■ Excerpted data

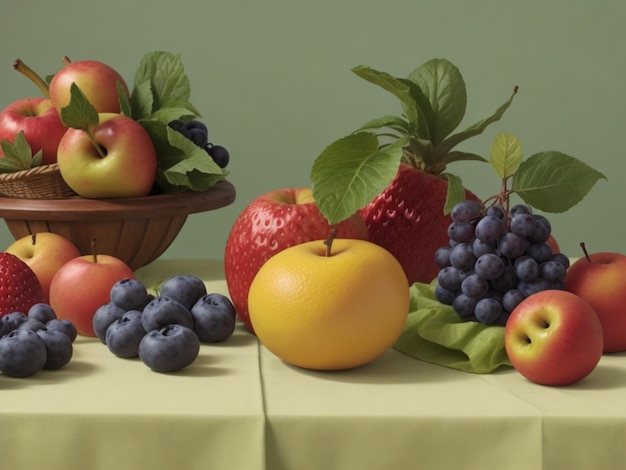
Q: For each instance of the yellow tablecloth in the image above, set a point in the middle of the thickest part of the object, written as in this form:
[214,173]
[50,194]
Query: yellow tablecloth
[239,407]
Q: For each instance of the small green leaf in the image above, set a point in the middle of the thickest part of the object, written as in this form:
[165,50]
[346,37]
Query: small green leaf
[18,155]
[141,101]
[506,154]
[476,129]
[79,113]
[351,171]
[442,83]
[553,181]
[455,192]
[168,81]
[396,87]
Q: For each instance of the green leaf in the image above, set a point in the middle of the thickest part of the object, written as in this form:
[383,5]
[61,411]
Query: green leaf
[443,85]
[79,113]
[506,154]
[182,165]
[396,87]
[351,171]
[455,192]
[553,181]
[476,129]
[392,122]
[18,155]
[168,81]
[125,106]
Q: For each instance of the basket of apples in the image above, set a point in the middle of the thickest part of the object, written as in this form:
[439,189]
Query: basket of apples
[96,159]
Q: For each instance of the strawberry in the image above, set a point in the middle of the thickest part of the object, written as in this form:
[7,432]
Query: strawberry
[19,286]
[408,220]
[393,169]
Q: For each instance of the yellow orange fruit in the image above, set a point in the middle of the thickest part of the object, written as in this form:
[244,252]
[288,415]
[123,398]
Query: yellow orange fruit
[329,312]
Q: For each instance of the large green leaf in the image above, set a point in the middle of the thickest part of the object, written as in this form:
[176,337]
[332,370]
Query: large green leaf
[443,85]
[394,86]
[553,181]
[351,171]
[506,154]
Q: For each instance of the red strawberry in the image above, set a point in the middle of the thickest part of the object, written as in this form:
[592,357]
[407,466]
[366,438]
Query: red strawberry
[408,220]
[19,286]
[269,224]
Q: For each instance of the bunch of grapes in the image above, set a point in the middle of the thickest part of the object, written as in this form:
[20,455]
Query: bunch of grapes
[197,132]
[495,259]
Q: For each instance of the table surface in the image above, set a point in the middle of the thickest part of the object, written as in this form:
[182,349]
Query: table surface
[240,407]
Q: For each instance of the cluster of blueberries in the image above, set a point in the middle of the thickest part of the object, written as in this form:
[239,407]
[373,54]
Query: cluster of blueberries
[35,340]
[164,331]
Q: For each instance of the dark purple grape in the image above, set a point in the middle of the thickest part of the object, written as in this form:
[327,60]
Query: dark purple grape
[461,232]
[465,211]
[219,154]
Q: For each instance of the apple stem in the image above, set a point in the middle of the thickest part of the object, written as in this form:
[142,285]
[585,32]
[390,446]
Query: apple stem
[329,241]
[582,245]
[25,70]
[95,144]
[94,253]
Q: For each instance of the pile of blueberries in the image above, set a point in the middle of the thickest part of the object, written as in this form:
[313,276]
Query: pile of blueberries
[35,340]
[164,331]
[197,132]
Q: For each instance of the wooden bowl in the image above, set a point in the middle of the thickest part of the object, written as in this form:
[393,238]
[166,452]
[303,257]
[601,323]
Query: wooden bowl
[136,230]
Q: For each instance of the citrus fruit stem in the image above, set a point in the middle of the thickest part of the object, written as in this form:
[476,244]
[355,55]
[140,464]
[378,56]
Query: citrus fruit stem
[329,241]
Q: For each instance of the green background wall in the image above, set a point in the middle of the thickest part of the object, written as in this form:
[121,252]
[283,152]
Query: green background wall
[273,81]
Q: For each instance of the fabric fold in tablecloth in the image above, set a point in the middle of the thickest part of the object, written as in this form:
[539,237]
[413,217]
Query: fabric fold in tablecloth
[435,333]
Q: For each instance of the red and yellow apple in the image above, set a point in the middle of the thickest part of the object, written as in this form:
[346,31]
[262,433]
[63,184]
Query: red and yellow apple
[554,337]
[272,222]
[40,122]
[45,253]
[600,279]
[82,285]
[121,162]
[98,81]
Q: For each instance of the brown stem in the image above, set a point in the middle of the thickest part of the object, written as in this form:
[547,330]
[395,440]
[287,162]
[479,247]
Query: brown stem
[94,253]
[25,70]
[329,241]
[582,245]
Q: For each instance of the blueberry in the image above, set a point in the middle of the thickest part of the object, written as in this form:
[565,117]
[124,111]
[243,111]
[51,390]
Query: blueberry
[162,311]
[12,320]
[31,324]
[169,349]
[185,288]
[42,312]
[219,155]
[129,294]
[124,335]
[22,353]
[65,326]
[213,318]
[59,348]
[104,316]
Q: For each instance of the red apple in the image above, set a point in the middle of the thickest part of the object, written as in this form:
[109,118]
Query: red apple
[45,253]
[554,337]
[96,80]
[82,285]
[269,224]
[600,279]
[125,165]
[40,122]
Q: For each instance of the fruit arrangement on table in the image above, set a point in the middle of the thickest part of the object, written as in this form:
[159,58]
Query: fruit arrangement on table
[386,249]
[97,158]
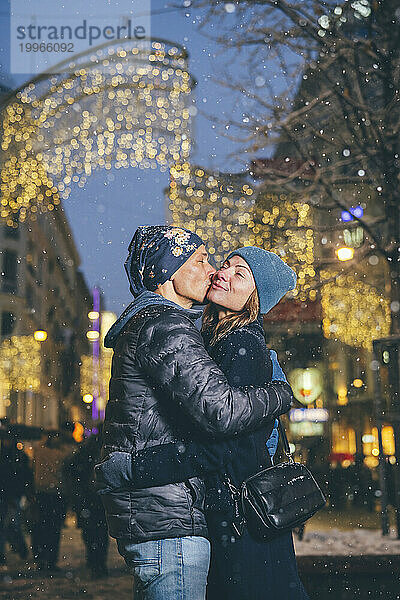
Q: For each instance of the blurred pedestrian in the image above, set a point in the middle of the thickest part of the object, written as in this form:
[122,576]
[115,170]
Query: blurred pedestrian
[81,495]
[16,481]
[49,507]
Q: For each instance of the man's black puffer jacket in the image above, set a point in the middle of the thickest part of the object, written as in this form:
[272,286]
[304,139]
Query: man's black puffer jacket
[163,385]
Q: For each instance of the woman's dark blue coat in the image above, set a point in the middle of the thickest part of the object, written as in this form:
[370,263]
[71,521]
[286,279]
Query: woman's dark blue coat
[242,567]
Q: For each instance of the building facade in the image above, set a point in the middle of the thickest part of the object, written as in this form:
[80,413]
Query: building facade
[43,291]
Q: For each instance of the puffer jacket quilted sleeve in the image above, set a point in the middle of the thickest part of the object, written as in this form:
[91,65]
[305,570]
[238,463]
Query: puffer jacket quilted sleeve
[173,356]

--

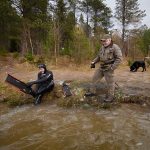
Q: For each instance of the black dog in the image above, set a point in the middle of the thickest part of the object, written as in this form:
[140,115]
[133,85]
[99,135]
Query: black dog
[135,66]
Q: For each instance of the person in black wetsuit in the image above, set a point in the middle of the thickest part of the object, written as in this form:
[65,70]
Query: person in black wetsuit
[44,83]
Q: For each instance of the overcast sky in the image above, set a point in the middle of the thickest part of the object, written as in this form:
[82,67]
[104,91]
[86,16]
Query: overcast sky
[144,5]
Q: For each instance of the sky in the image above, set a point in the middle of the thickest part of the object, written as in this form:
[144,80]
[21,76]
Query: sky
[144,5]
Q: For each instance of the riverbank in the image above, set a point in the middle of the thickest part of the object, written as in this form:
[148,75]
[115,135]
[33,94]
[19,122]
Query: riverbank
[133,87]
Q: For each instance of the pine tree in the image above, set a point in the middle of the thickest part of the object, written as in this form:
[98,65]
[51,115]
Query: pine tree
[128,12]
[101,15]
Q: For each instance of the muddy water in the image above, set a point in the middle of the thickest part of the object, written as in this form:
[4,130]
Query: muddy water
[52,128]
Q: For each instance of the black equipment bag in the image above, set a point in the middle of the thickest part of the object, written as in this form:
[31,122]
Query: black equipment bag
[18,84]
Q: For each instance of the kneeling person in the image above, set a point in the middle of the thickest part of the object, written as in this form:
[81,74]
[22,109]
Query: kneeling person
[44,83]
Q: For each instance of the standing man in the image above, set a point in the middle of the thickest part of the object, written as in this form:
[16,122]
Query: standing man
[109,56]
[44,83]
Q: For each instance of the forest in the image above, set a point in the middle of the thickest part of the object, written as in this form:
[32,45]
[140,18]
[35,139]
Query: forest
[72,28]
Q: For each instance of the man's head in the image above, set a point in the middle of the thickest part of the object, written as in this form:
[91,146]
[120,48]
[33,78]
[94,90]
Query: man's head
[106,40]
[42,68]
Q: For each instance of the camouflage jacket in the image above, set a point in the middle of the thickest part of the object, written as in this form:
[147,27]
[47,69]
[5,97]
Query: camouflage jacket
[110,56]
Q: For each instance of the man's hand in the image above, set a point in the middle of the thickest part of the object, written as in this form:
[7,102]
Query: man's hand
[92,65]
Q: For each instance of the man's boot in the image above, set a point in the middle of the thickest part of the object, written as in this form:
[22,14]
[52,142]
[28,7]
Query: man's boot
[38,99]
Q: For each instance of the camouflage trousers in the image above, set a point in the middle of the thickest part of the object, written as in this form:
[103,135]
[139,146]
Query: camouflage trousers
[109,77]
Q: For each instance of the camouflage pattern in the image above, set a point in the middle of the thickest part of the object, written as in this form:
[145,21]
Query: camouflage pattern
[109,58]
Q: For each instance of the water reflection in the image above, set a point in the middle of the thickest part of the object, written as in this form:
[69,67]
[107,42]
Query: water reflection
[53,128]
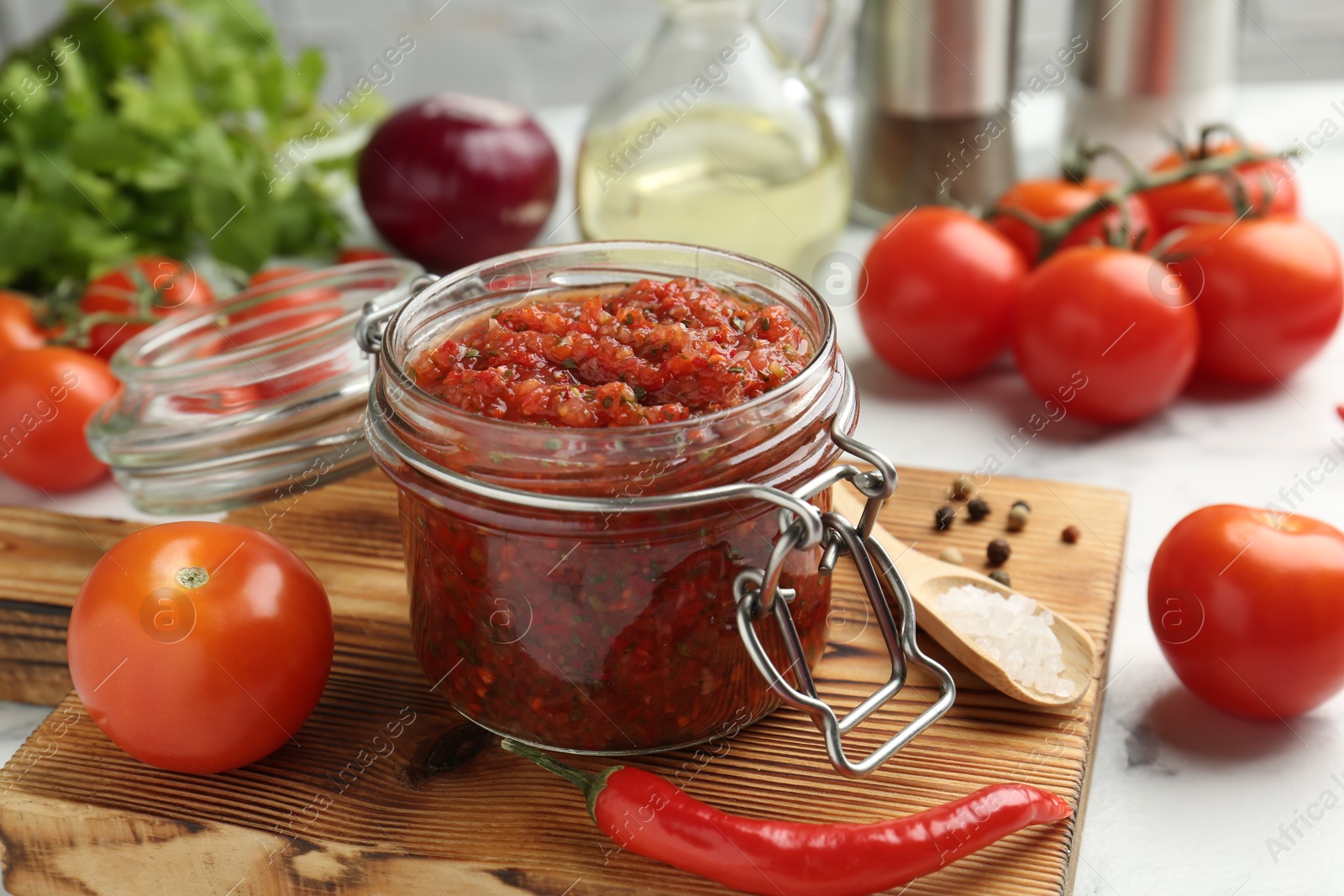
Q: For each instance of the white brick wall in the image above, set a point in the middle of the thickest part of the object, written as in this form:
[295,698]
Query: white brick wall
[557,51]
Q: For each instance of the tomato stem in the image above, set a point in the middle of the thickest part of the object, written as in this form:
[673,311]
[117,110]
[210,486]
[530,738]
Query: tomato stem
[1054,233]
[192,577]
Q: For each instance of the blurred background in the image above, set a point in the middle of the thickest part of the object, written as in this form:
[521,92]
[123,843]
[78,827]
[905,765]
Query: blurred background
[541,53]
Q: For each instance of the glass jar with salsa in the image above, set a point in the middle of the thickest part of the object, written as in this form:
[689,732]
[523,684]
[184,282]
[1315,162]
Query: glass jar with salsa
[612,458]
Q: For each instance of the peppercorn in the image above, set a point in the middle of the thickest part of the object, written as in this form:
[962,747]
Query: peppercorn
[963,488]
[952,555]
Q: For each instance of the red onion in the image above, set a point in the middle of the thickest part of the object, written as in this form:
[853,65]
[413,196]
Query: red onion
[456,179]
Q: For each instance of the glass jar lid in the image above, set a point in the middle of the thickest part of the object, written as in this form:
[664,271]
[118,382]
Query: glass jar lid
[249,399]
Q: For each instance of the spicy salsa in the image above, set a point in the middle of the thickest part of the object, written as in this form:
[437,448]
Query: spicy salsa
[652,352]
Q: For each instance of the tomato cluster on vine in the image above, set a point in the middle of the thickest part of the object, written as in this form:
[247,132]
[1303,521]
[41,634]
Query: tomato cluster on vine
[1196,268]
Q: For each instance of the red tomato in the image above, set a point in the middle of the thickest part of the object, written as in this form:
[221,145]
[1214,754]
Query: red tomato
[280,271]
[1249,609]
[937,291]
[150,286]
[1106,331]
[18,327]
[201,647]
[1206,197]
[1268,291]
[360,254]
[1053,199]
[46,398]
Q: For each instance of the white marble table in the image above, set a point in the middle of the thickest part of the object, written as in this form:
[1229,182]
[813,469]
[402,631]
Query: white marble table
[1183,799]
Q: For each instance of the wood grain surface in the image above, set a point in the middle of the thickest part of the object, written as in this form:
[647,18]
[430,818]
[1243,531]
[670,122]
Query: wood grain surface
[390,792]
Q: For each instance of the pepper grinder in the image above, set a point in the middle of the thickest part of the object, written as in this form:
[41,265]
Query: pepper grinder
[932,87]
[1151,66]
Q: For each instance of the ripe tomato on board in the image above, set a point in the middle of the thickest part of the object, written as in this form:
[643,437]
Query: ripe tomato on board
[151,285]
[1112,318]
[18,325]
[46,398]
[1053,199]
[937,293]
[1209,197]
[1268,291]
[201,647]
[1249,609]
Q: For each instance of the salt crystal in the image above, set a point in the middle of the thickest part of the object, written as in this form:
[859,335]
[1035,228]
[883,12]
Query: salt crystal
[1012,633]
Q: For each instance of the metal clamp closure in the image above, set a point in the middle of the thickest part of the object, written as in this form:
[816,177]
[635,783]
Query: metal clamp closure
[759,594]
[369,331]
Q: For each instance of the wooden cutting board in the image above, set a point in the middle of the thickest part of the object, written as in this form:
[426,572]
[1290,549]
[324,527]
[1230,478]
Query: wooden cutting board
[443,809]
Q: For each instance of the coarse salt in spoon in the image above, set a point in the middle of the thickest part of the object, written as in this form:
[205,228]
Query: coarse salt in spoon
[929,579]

---

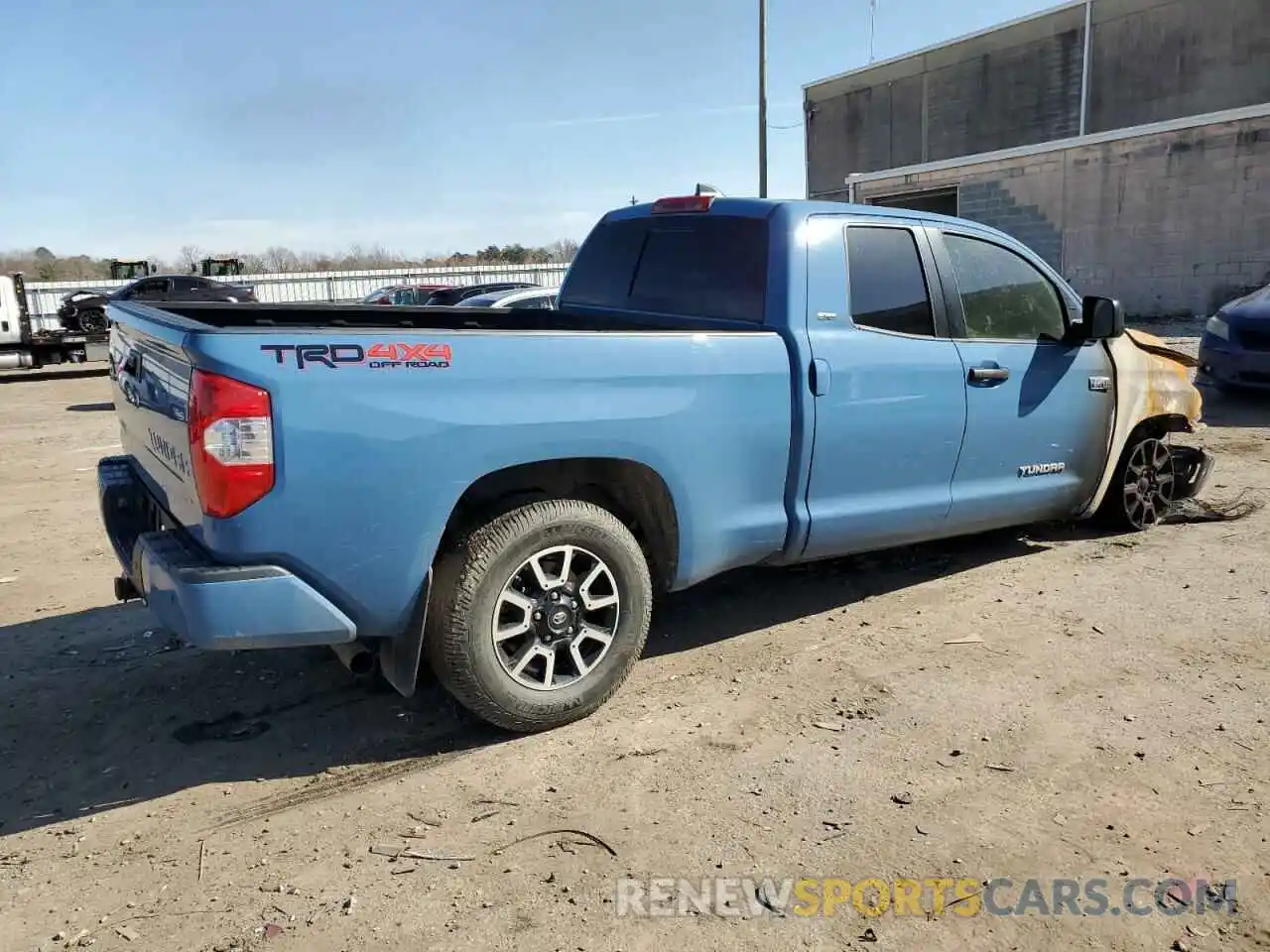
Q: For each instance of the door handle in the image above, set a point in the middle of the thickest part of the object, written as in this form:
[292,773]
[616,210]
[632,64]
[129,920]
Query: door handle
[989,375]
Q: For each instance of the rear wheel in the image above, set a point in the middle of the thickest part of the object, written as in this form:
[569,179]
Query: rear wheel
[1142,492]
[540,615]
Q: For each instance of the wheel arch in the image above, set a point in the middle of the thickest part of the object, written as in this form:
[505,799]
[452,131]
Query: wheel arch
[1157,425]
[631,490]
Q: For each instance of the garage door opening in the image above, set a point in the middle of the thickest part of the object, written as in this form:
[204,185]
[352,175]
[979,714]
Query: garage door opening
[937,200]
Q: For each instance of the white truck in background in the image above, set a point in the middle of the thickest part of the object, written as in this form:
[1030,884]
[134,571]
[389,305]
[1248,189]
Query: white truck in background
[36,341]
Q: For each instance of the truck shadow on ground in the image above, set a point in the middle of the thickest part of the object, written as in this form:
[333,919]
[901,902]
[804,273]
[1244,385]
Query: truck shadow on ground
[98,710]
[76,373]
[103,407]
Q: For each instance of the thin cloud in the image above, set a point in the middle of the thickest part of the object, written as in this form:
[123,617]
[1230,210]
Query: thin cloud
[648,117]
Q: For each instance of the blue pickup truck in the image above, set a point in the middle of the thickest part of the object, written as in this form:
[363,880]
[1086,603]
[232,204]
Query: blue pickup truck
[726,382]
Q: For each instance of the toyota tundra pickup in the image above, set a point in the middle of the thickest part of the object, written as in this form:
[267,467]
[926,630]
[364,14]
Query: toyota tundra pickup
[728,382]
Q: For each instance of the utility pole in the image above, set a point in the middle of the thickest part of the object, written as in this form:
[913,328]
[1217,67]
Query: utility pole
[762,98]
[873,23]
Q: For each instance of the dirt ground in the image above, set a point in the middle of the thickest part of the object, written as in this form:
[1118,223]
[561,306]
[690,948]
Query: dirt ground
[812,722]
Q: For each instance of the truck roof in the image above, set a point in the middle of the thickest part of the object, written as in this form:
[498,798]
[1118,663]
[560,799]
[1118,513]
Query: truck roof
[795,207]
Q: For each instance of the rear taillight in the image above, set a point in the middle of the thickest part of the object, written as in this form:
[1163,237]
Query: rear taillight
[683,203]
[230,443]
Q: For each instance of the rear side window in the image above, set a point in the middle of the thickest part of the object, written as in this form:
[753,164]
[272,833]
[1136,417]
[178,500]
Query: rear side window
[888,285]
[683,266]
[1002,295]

■ Aim
Pick out and copy every line of the entries above that contains the word "green". Case counts.

■ Task solution
Q: For each instance of the small green leaf in the image above, set a point in the middle of the thickest part of the object, written as in this form:
Query: small green leaf
Q: For each instance of the green leaf in the image above, set a point in the middle of the thickest part of the object, written as in this form:
Query: green leaf
Q: For each instance of the large green leaf in the image above, set a point in the middle of the thickest part of the object, written as in this form:
Query: large green leaf
Q: For each instance of the green background wall in the image above, set a point in the middle of the thickest part of the object, written as in this form:
Query: green background wall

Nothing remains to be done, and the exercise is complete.